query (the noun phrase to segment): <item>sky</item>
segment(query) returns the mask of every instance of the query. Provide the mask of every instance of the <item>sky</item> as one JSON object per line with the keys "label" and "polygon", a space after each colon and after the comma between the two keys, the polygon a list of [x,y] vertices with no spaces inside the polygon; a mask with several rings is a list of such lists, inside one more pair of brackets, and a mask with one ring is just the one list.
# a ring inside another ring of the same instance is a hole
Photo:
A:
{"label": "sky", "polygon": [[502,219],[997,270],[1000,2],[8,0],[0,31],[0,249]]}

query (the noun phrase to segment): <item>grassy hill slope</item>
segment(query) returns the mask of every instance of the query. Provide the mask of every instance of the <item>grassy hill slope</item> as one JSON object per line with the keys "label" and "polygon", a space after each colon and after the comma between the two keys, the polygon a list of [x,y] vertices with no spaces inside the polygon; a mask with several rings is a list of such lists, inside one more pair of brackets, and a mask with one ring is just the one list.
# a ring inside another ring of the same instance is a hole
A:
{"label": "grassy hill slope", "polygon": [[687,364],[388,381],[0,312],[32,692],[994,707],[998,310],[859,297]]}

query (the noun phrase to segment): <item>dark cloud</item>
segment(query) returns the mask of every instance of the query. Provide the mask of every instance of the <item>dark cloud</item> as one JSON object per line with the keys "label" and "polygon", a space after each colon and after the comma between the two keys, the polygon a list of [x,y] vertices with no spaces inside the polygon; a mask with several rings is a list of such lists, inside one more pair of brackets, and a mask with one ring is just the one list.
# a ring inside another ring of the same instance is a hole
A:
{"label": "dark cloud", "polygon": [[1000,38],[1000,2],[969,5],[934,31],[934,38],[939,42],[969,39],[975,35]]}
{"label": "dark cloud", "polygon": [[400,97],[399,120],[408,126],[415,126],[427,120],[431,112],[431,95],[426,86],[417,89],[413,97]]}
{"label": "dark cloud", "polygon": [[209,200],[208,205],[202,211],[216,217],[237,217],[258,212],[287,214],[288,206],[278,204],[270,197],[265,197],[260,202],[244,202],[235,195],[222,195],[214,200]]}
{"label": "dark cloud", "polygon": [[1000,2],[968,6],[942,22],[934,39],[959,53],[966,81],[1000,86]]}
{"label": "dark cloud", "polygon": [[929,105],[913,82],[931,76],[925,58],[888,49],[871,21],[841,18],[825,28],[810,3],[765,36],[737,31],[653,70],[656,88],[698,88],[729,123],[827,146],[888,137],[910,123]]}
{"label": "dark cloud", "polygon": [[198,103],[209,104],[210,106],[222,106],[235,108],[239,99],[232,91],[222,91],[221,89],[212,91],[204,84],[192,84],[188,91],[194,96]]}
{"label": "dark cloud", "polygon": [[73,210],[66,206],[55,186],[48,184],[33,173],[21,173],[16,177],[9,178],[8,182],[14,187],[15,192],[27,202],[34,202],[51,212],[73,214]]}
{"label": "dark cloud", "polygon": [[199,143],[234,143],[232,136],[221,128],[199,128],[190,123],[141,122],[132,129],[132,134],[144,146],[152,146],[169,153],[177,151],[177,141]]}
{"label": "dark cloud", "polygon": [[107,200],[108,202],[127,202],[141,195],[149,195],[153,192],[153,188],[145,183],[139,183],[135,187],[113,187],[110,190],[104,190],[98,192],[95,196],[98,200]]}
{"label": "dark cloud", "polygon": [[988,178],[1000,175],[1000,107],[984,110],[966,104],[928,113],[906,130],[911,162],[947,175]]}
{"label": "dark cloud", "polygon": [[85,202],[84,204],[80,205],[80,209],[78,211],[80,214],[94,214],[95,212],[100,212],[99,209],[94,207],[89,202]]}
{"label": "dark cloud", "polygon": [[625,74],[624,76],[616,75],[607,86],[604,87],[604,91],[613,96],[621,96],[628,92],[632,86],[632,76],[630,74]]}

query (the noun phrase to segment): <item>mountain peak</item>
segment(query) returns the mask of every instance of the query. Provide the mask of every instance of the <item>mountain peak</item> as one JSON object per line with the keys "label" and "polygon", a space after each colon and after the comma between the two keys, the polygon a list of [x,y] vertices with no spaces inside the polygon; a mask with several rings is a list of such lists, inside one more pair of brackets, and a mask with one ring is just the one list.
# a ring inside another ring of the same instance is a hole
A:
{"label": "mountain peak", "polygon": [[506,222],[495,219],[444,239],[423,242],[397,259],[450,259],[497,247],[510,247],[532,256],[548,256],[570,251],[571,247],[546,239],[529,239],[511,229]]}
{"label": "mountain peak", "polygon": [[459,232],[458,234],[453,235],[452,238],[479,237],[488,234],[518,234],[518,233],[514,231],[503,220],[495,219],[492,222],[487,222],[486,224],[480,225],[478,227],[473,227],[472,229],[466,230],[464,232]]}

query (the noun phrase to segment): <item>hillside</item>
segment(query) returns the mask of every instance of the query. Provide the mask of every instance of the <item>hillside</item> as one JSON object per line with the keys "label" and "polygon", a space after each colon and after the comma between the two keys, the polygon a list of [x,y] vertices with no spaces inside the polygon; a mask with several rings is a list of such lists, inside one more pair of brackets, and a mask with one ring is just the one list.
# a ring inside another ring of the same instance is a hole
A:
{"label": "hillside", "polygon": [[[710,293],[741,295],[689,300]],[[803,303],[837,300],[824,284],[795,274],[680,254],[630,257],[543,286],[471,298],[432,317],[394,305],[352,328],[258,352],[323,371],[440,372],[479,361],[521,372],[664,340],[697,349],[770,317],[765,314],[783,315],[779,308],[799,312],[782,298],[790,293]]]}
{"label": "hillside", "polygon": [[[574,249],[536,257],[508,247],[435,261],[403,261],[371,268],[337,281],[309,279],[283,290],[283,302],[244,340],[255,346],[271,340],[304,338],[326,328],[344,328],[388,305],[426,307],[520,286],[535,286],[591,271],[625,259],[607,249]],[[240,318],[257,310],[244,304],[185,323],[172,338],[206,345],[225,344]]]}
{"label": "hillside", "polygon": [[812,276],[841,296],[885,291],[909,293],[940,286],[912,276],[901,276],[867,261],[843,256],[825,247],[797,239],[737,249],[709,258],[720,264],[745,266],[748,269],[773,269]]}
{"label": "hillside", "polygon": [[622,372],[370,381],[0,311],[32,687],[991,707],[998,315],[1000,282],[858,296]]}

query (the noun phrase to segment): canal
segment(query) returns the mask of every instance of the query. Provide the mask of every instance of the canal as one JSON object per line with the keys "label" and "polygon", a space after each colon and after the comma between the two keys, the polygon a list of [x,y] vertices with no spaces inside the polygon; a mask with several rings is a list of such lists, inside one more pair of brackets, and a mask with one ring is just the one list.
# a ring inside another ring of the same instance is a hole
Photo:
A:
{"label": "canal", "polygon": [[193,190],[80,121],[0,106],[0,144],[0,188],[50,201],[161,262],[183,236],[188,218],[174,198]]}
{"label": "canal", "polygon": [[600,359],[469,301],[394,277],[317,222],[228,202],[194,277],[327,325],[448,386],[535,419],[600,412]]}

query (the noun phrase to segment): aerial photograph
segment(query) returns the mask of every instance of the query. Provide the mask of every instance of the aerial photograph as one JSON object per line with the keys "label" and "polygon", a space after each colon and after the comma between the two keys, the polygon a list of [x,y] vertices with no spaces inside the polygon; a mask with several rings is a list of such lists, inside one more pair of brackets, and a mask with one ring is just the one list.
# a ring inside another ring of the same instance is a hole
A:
------------------------
### Your objective
Set down the entries above once more, verbatim.

### Answer to the exercise
query (the noun phrase to segment): <item>sky</item>
segment(query) returns the mask of every instance of the query. Provide the mask of every instance of the <item>sky</item> as one JSON object per line with the keys "label" and "polygon", a space after each colon and after the comma between the two keys, the polygon a list of [x,y] vertices with no spaces inside the polygon; a mask with several rings is a list of such lists, inside one more pair of brackets, and a mask with one ring is just the one list.
# a ring inside another ring of the same instance is a hole
Photo:
A:
{"label": "sky", "polygon": [[502,219],[997,270],[1000,2],[8,0],[0,31],[0,249]]}

query (the noun phrase to segment): <item>grassy hill slope</item>
segment(query) returns the mask of every instance of the query. Provide the mask of every instance of the <item>grassy hill slope</item> as one JSON object per line with the keys "label" and "polygon", a space after each colon and after the comma between the two keys, the polygon a list of [x,y] vertices with no spaces inside the polygon; a mask with several rings is a list of such lists, inside one more pair of brackets, and a mask with one ring is just the one list.
# a ring inside another ring of the same instance is a hole
A:
{"label": "grassy hill slope", "polygon": [[687,364],[388,381],[0,312],[32,692],[994,707],[998,310],[859,297]]}

query (the noun phrase to segment): <item>dark cloud</item>
segment(query) returns the mask of every instance of the query. Provide the mask of every instance of the <item>dark cloud</item> as one JSON object per line with the keys "label" and "polygon", a space after each colon and after the comma between the two keys, the polygon a list of [x,y] vertices with no spaces inside the polygon; a mask with several rings is a list of such lists, inside one more pair of brackets, and a mask with one ring is just the one list.
# a ring inside another ring of the same instance is a hole
A:
{"label": "dark cloud", "polygon": [[1000,38],[1000,2],[969,5],[934,31],[934,38],[939,42],[969,39],[975,35]]}
{"label": "dark cloud", "polygon": [[400,97],[399,120],[408,126],[415,126],[427,120],[431,112],[431,95],[426,86],[417,89],[413,97]]}
{"label": "dark cloud", "polygon": [[209,200],[208,205],[202,211],[216,217],[237,217],[258,212],[287,214],[288,206],[278,204],[270,197],[265,197],[260,202],[244,202],[235,195],[222,195],[214,200]]}
{"label": "dark cloud", "polygon": [[1000,2],[968,6],[942,22],[934,39],[959,53],[966,81],[1000,86]]}
{"label": "dark cloud", "polygon": [[929,105],[913,82],[931,76],[925,58],[888,49],[871,21],[841,18],[825,28],[810,3],[765,36],[737,31],[653,70],[656,88],[698,88],[729,123],[827,146],[888,137],[910,123]]}
{"label": "dark cloud", "polygon": [[198,103],[209,104],[210,106],[222,106],[235,108],[239,99],[232,91],[222,91],[221,89],[212,91],[204,84],[192,84],[188,91],[194,96]]}
{"label": "dark cloud", "polygon": [[73,210],[66,206],[55,186],[48,184],[33,173],[21,173],[16,177],[9,178],[8,182],[14,187],[15,192],[27,202],[34,202],[51,212],[73,214]]}
{"label": "dark cloud", "polygon": [[199,143],[234,143],[232,136],[221,128],[199,128],[190,123],[141,122],[132,129],[132,134],[144,146],[152,146],[169,153],[177,151],[177,141]]}
{"label": "dark cloud", "polygon": [[107,200],[108,202],[127,202],[141,195],[149,195],[153,192],[153,188],[145,183],[139,183],[135,187],[113,187],[110,190],[104,190],[98,192],[95,196],[98,200]]}
{"label": "dark cloud", "polygon": [[988,178],[1000,175],[1000,107],[984,110],[966,104],[928,113],[906,130],[911,162],[947,175]]}
{"label": "dark cloud", "polygon": [[85,202],[84,204],[80,205],[80,209],[78,211],[80,214],[94,214],[95,212],[100,212],[99,209],[94,207],[89,202]]}
{"label": "dark cloud", "polygon": [[625,74],[624,76],[616,75],[607,86],[604,87],[604,91],[613,96],[621,96],[628,92],[632,86],[632,76],[630,74]]}

query (the noun phrase to segment): <item>mountain peak</item>
segment(query) returns the mask of every instance of the query. Provide the mask of every instance of the <item>mountain peak</item> as one JSON object per line with the keys "label" and "polygon", a space after each colon and after the comma between the two keys, the polygon a list of [x,y] vertices with no spaces inside the polygon; a mask with several rings is a list of such lists, inside one more pair of brackets, and a mask with one ring is just the one list.
# a ring inside another ring of the same instance is a hole
A:
{"label": "mountain peak", "polygon": [[506,222],[495,219],[444,239],[423,242],[397,259],[450,259],[497,247],[510,247],[532,256],[548,256],[570,251],[571,247],[546,239],[529,239],[511,229]]}
{"label": "mountain peak", "polygon": [[459,232],[458,234],[453,235],[452,238],[479,237],[488,234],[518,234],[518,233],[514,231],[503,220],[495,219],[492,222],[487,222],[486,224],[480,225],[478,227],[473,227],[472,229],[466,230],[464,232]]}

query (the noun phrase to segment): <item>hillside</item>
segment(query) returns the mask of every instance of the query. Provide the mask of every instance of the <item>hillside</item> as one JSON object per line with the keys "label" and "polygon", a space after each colon and after the comma between the two keys, the polygon a list of [x,y] vertices with no spaces inside the polygon; a mask with several rings is a list of such lists, inside one more pair of brackets, and a mask with one ring is just the one list.
# a ring inside another ring of the same instance is a hole
A:
{"label": "hillside", "polygon": [[[710,293],[741,295],[689,300]],[[803,303],[837,300],[824,284],[795,274],[680,254],[630,257],[543,286],[471,298],[432,317],[394,305],[352,328],[258,352],[323,371],[440,372],[479,361],[521,372],[664,340],[697,349],[770,317],[765,314],[783,315],[779,308],[799,312],[782,298],[790,293]]]}
{"label": "hillside", "polygon": [[[574,249],[536,257],[508,247],[435,261],[403,261],[371,268],[337,281],[309,279],[283,290],[283,302],[244,340],[255,346],[271,340],[304,338],[326,328],[344,328],[388,305],[426,307],[520,286],[535,286],[591,271],[625,259],[607,249]],[[240,318],[257,310],[244,304],[185,323],[172,338],[206,345],[225,344]]]}
{"label": "hillside", "polygon": [[812,276],[841,296],[885,291],[909,293],[940,286],[912,276],[901,276],[867,261],[843,256],[825,247],[797,239],[737,249],[709,258],[720,264],[745,266],[748,269],[773,269]]}
{"label": "hillside", "polygon": [[622,372],[370,381],[0,311],[32,687],[991,707],[998,315],[1000,282],[858,296]]}

query (the noun phrase to segment): canal
segment(query) returns the mask of every instance of the query. Provide the mask of every instance of the canal as one JSON object per line with the keys "label" and "polygon", a space after each colon and after the comma between the two keys, the polygon a list of [x,y] vertices with no spaces inside the polygon; a mask with several rings is a list of such lists, inside one more pair of brackets, and a mask with one ring is just the one list.
# a ring inside another ring of the same instance is a hole
Photo:
A:
{"label": "canal", "polygon": [[193,190],[80,121],[0,106],[0,144],[0,188],[50,201],[161,262],[183,236],[188,218],[174,198]]}
{"label": "canal", "polygon": [[600,359],[469,301],[394,277],[317,222],[228,202],[194,277],[327,325],[448,386],[535,419],[600,412]]}

query (the noun phrase to segment): aerial photograph
segment(query) returns the mask of every instance of the query. Provide the mask of every instance of the aerial photograph as one JSON object per line with the keys "label" and "polygon", a space after each colon and after the comma between the two keys, the polygon a list of [x,y] vertices with no spaces inside the polygon; a mask with several rings is a list of such lists, inside one more pair of brackets, and a mask with one ring is just the one list.
# a ring inside another ring of the same instance is a hole
A:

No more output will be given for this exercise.